* Input records *
● ● ● ● ●

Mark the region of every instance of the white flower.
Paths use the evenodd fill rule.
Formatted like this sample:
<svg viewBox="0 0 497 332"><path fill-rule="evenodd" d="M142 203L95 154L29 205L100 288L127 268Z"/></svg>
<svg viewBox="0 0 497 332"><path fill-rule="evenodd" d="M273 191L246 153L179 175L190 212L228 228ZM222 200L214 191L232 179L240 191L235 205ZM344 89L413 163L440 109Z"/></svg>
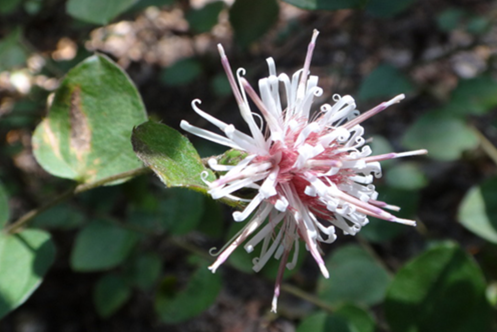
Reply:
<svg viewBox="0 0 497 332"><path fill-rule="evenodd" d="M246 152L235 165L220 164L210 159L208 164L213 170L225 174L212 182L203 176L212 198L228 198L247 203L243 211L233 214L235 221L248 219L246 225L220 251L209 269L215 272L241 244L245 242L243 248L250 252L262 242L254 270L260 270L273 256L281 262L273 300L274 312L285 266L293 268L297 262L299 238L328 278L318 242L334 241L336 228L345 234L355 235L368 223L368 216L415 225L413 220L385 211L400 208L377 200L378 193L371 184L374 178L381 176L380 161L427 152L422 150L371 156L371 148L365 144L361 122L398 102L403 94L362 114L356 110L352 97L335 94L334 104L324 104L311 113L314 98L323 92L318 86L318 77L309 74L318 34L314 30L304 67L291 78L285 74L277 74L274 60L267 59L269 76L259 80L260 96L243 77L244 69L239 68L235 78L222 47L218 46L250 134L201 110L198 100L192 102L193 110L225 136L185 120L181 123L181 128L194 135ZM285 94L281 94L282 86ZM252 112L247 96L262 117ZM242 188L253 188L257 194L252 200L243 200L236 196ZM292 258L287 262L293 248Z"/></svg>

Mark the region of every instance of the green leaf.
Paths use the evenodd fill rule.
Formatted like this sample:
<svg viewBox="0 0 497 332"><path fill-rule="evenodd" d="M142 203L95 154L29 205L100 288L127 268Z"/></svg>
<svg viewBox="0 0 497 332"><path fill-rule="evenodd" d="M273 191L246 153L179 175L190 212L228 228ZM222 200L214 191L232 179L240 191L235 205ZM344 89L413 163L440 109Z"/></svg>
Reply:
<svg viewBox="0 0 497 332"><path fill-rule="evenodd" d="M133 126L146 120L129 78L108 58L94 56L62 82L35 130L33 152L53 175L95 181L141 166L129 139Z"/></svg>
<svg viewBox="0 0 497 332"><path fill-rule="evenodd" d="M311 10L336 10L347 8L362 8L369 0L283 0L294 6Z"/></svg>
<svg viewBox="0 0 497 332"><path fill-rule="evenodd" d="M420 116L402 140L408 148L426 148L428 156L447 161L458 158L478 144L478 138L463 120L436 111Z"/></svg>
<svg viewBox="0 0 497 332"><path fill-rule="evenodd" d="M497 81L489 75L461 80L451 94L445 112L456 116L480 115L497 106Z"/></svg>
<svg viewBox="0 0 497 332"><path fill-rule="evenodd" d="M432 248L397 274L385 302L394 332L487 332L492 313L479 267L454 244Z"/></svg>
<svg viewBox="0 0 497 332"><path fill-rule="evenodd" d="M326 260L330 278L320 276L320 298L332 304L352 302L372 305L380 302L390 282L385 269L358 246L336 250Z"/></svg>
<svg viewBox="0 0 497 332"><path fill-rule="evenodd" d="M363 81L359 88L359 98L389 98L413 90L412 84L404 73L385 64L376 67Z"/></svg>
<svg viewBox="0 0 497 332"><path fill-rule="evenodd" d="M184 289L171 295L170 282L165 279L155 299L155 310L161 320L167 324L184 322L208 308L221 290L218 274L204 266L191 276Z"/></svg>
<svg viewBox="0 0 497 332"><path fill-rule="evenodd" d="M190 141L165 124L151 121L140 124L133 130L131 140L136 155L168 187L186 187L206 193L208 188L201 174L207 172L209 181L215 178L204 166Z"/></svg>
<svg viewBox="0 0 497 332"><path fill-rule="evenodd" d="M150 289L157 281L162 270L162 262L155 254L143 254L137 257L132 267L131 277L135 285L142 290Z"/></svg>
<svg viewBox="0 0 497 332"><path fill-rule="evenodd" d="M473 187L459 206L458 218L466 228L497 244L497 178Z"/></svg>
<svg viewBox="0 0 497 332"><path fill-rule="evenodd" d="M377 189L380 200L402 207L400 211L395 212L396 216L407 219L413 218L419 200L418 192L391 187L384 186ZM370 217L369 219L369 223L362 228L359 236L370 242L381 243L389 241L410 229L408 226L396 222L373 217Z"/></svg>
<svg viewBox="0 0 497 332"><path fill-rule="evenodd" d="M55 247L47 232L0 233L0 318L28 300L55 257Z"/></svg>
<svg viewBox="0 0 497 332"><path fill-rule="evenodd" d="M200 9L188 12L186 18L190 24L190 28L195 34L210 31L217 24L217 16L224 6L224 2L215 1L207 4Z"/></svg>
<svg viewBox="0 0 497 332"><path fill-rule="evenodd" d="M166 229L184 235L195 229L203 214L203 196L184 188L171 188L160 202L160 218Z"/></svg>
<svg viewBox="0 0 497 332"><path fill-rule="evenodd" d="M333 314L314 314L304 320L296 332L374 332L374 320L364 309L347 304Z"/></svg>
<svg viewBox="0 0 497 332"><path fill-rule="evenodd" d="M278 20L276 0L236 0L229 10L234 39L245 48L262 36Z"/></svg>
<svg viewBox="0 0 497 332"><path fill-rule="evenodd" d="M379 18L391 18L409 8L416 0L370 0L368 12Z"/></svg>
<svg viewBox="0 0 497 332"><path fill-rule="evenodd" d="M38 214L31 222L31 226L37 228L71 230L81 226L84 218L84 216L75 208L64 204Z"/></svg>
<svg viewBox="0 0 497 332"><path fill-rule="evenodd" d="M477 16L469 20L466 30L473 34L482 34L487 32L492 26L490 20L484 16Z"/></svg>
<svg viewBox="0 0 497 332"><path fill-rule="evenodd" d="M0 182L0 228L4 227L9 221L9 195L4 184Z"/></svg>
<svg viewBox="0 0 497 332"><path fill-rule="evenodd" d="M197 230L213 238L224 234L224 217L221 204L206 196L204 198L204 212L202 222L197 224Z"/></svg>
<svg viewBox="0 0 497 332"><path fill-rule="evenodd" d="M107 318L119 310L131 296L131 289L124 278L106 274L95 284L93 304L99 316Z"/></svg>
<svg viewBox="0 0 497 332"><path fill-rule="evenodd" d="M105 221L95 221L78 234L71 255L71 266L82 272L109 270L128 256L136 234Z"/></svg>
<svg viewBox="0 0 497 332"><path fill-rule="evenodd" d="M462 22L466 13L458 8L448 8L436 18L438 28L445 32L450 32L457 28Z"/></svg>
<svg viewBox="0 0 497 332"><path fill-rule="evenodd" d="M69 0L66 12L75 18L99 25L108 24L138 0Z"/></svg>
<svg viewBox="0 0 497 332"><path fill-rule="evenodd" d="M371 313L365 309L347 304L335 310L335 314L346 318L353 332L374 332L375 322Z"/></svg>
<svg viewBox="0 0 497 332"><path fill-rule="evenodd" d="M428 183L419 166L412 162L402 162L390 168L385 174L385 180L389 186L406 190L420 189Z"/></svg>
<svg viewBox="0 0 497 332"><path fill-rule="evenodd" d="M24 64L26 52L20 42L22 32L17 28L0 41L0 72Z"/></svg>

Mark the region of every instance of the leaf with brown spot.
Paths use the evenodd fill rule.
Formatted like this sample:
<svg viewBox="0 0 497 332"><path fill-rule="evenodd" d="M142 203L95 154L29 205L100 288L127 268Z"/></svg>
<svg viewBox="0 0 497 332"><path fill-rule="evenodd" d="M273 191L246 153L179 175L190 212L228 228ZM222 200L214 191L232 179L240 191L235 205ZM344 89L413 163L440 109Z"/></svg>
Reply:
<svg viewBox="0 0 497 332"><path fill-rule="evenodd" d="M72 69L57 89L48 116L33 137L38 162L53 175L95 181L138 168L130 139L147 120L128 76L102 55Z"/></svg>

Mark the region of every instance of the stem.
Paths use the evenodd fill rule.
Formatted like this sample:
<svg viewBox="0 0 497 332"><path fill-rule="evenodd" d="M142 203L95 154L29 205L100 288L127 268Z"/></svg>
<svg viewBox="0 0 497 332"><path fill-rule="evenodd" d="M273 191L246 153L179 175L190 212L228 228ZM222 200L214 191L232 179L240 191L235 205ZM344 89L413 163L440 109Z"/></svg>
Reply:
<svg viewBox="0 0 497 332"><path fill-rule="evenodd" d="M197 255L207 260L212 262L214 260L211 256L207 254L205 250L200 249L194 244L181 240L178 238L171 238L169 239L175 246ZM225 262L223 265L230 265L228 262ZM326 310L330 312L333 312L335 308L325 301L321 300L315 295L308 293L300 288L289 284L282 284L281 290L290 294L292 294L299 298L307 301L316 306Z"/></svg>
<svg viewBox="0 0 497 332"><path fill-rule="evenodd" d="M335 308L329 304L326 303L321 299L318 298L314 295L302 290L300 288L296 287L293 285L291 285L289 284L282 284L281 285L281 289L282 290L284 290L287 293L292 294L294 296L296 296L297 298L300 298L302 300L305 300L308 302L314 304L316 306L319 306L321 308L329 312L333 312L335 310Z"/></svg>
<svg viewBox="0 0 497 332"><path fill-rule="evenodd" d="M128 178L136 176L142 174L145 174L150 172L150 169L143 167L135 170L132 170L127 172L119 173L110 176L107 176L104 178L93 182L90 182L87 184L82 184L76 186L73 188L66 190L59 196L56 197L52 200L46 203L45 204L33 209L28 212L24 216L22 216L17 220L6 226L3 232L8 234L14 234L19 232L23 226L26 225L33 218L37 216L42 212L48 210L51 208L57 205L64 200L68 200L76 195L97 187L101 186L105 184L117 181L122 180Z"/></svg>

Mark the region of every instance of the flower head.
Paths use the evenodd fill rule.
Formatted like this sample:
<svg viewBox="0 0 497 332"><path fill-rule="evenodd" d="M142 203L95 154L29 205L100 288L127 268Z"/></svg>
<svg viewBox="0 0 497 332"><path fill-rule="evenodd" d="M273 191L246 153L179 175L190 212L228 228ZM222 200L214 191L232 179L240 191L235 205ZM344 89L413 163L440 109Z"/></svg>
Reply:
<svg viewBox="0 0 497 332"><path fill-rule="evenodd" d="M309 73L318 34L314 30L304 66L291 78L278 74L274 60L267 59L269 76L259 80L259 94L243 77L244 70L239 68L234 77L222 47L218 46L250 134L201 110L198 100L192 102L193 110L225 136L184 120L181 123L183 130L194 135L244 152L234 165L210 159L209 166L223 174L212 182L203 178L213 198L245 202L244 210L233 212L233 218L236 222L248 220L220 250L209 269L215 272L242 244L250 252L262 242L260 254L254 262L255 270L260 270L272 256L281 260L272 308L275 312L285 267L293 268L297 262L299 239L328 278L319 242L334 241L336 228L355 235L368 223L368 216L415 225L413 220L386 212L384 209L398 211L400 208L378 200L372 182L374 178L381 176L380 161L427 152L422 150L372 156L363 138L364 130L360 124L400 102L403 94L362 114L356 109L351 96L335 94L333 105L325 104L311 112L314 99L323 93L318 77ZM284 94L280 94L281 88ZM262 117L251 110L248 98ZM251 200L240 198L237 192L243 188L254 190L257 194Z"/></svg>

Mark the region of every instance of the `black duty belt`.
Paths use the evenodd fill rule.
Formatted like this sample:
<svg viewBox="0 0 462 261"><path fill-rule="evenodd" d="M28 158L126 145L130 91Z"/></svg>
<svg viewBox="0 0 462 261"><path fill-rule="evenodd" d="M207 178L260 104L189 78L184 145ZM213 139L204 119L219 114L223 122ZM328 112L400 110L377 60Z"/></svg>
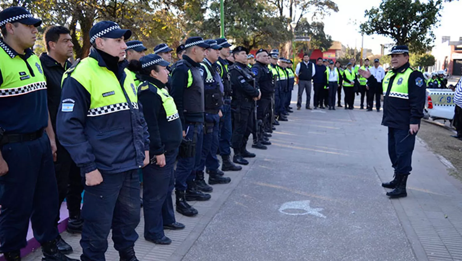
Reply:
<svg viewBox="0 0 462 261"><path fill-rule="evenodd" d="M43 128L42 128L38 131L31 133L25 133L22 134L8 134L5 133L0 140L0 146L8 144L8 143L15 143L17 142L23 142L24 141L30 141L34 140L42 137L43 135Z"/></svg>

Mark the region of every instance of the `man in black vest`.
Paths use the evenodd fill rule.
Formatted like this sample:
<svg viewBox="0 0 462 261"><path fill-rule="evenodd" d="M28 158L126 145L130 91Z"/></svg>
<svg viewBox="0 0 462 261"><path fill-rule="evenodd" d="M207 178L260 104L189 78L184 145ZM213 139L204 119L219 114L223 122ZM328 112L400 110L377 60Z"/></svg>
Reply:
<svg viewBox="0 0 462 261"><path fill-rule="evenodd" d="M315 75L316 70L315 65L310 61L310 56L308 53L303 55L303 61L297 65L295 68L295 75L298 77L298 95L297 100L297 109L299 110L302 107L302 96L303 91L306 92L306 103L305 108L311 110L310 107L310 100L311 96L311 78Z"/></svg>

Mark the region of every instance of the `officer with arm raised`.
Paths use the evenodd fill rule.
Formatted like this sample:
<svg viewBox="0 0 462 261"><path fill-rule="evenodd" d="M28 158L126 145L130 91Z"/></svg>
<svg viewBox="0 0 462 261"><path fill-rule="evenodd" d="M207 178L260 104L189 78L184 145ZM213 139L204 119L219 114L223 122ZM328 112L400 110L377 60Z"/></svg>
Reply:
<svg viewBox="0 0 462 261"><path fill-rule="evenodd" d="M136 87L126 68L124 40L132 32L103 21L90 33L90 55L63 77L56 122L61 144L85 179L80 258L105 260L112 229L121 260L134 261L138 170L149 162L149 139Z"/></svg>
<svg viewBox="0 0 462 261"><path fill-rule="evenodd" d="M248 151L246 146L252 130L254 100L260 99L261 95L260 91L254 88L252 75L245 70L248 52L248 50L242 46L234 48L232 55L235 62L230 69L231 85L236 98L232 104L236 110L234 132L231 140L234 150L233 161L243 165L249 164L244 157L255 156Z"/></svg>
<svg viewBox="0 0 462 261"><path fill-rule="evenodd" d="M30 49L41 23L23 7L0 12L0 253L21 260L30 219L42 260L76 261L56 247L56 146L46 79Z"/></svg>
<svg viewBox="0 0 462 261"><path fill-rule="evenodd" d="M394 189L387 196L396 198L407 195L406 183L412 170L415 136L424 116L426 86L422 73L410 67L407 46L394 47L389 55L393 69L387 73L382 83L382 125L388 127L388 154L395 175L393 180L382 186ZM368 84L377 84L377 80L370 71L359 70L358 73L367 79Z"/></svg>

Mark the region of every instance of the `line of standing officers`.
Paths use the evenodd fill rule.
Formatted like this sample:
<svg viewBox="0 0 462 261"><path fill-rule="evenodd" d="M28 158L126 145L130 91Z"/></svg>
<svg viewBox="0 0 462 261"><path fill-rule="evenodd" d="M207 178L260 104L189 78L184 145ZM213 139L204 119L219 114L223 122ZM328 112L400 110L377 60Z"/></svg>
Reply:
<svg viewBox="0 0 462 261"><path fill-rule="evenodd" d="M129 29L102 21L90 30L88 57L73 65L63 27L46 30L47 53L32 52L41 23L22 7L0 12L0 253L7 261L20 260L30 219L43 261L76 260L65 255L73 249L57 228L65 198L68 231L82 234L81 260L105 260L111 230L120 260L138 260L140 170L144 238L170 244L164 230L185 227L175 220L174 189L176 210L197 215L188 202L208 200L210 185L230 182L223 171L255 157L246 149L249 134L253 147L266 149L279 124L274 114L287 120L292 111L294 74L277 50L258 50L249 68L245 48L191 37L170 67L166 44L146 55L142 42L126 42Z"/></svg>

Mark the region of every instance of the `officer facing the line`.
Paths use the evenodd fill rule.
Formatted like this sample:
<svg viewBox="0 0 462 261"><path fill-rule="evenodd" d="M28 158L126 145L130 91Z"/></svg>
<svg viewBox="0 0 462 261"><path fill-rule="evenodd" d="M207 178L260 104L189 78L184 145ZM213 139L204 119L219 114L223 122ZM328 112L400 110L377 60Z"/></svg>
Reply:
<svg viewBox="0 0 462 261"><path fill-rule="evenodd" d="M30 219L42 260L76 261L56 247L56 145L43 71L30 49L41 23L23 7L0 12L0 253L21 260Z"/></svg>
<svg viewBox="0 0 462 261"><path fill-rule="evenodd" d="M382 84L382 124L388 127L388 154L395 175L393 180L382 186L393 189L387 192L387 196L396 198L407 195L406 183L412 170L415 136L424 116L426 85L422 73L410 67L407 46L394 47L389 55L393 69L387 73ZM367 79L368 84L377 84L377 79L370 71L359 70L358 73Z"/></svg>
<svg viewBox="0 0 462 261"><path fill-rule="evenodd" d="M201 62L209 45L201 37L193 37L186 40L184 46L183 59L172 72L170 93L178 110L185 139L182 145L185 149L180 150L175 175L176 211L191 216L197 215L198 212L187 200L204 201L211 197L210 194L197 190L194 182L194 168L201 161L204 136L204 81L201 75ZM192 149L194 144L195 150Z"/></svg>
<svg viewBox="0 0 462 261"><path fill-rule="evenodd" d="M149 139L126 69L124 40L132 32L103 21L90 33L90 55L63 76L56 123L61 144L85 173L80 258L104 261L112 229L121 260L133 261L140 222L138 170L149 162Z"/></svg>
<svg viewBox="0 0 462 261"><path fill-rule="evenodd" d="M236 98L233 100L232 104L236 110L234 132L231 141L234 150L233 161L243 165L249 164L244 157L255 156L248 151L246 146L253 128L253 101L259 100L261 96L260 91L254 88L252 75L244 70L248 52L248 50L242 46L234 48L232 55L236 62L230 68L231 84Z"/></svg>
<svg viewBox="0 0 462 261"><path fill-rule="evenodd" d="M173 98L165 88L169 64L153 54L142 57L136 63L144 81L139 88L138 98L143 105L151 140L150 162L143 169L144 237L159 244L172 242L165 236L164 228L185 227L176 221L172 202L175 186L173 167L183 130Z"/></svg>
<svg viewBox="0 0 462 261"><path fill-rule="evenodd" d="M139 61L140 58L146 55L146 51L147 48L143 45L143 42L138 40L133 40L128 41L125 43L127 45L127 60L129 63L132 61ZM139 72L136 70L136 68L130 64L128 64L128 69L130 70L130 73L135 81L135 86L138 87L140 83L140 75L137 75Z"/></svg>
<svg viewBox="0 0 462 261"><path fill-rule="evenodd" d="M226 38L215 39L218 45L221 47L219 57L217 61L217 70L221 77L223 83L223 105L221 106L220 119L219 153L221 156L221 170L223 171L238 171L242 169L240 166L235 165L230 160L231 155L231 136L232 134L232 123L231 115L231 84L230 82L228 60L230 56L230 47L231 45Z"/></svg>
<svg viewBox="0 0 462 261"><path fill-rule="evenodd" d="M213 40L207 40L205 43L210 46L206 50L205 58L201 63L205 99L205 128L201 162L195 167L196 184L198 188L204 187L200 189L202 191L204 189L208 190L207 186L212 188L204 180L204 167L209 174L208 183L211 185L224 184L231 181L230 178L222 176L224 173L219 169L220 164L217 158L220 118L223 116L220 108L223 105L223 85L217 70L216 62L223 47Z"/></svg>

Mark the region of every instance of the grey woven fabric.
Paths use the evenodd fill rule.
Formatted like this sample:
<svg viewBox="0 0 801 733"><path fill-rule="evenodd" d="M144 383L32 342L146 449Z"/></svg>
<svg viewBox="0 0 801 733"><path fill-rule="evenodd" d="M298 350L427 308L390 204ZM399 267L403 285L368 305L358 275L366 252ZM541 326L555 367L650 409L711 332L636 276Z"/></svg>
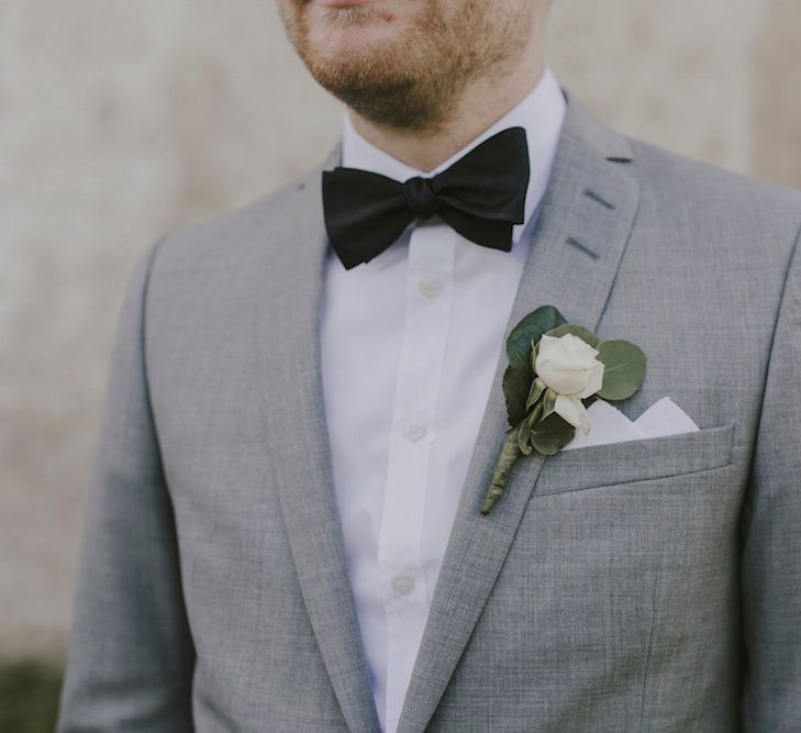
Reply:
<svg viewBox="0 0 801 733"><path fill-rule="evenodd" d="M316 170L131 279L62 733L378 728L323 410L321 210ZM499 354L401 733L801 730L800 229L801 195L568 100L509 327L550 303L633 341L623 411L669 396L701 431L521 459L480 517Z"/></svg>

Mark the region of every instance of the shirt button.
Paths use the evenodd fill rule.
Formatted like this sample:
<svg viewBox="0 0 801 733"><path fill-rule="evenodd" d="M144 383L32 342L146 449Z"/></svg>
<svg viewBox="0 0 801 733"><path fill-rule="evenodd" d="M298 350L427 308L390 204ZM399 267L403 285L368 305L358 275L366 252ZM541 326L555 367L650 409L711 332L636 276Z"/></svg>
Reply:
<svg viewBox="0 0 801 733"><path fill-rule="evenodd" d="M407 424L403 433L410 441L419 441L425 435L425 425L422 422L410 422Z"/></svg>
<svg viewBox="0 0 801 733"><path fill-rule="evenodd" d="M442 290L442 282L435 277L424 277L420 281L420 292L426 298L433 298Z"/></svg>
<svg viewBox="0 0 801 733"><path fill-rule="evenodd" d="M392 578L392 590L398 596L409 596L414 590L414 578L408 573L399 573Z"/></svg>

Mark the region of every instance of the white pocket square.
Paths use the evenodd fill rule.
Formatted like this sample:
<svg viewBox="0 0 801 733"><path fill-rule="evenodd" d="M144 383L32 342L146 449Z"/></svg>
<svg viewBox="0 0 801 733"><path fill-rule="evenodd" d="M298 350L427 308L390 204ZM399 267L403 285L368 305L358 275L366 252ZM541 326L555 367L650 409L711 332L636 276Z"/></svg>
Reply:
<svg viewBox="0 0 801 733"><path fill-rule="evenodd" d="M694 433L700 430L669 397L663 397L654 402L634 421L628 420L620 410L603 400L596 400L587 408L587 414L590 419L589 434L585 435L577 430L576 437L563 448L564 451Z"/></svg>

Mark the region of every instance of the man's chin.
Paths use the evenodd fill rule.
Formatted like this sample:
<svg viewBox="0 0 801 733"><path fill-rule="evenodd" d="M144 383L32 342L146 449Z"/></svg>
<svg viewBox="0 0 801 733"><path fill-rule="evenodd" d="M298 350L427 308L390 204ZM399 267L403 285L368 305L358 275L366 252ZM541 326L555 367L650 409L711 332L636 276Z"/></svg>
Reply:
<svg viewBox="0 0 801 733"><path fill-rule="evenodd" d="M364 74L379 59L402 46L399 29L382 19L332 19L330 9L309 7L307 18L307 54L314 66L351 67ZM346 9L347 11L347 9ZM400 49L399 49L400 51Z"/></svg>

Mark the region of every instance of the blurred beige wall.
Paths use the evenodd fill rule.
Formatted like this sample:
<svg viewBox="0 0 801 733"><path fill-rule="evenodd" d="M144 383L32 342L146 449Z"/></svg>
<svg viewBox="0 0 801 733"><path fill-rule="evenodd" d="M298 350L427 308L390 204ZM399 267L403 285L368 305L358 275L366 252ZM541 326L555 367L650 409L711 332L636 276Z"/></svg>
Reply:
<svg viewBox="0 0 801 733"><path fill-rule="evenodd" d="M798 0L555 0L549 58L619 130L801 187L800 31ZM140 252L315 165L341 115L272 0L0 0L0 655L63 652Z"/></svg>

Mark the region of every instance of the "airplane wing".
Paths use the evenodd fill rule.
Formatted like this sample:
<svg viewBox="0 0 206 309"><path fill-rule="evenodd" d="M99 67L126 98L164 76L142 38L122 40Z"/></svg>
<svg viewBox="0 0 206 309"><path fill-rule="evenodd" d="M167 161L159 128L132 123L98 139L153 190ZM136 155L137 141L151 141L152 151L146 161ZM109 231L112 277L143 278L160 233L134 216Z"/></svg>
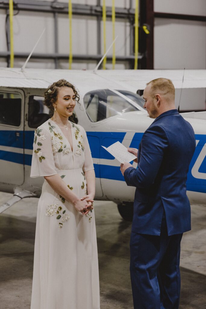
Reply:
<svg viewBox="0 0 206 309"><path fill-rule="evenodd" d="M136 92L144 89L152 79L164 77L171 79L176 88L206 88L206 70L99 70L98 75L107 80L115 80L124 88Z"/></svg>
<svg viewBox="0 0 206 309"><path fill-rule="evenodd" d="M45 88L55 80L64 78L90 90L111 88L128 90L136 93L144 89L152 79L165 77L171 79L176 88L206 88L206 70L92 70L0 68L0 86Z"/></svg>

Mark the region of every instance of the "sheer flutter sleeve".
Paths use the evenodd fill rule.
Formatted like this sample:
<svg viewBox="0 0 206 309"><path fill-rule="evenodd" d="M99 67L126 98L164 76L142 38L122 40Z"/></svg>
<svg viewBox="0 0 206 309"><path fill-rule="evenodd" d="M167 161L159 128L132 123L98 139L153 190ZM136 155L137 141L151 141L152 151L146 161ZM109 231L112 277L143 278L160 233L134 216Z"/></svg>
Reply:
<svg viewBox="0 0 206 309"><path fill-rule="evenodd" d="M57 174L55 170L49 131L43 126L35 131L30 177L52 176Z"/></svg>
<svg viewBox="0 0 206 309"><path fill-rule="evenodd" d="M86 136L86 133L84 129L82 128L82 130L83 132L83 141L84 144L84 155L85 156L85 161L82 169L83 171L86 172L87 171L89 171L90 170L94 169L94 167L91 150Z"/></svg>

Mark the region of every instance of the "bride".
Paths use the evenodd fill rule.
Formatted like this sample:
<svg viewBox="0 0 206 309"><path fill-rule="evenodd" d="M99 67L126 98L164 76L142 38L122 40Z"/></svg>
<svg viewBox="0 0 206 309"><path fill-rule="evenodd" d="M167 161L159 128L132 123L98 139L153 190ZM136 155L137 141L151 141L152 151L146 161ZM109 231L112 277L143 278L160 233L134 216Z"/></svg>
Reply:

● ● ● ● ●

* Goal of the exercise *
Select every line of the entries above that contains the string "black". Case counts.

* Result for this exercise *
Mark the region of every instance of the `black duty belt`.
Mark the region of every instance of the `man in black vest`.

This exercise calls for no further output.